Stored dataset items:

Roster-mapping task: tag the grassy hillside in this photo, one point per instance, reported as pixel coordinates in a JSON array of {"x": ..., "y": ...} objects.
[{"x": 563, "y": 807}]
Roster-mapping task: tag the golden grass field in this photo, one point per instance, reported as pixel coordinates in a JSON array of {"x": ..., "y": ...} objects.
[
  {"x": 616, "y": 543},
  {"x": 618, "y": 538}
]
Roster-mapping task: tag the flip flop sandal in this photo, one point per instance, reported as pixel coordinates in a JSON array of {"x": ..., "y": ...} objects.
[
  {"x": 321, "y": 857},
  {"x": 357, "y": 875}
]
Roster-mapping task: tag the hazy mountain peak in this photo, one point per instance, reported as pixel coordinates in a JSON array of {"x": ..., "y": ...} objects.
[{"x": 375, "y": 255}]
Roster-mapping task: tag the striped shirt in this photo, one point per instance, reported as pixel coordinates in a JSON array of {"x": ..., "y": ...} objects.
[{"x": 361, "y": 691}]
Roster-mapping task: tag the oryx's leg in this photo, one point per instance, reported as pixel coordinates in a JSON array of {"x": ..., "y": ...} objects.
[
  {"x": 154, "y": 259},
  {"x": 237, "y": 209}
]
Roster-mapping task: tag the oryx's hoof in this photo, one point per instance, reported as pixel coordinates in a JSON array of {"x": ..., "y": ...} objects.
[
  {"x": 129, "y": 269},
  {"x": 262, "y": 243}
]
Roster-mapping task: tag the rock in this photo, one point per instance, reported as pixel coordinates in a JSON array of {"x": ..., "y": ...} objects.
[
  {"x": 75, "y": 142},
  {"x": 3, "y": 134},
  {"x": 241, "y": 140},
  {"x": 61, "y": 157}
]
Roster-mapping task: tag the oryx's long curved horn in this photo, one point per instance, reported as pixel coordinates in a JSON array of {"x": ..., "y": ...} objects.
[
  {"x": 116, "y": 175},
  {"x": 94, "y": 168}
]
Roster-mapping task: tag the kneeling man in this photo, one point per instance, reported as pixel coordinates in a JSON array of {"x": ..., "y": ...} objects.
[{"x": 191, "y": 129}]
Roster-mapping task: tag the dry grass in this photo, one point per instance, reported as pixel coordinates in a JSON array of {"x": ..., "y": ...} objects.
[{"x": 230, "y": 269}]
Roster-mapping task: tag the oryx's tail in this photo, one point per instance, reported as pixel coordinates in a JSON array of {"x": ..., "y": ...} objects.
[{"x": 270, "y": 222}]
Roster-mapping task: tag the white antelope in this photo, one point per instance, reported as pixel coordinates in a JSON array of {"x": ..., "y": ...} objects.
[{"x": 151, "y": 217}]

> STATED TASK
Output the line that contains "Roster-mapping task: tag the rock", followed by every later line in the listing, with no line omitted and none added.

> THE ANSWER
Roster-mapping task: tag the rock in this photo, one point per instance, reported as pixel coordinates in a JSON array of {"x": ..., "y": ...} objects.
[
  {"x": 75, "y": 142},
  {"x": 3, "y": 134},
  {"x": 241, "y": 140},
  {"x": 61, "y": 157}
]
Roster-mapping task: tag the oryx's long curved horn in this photo, one point per instance, reported as pixel coordinates in a JSON array of {"x": ..., "y": ...} objects.
[
  {"x": 116, "y": 175},
  {"x": 94, "y": 168}
]
Roster-mapping task: tag the kneeling man in this photo, one point per instance, reported as pixel coordinates in a JSON array of {"x": ..., "y": ...} objects.
[{"x": 191, "y": 129}]
Roster-mapping task: tag the dry grass in this photo, one point per instance, reported as pixel coordinates in a JSON array of {"x": ..., "y": ...} objects.
[{"x": 230, "y": 269}]
Roster-mapping task: tag the oryx's tail in this photo, one point per instance, reported as pixel coordinates in a JSON array of {"x": ..., "y": ...} objects.
[{"x": 270, "y": 222}]
Roster-mapping task: tag the white antelope in this photo, one point per instance, reported as pixel coordinates in a JSON array of {"x": ..., "y": ...} objects.
[{"x": 151, "y": 217}]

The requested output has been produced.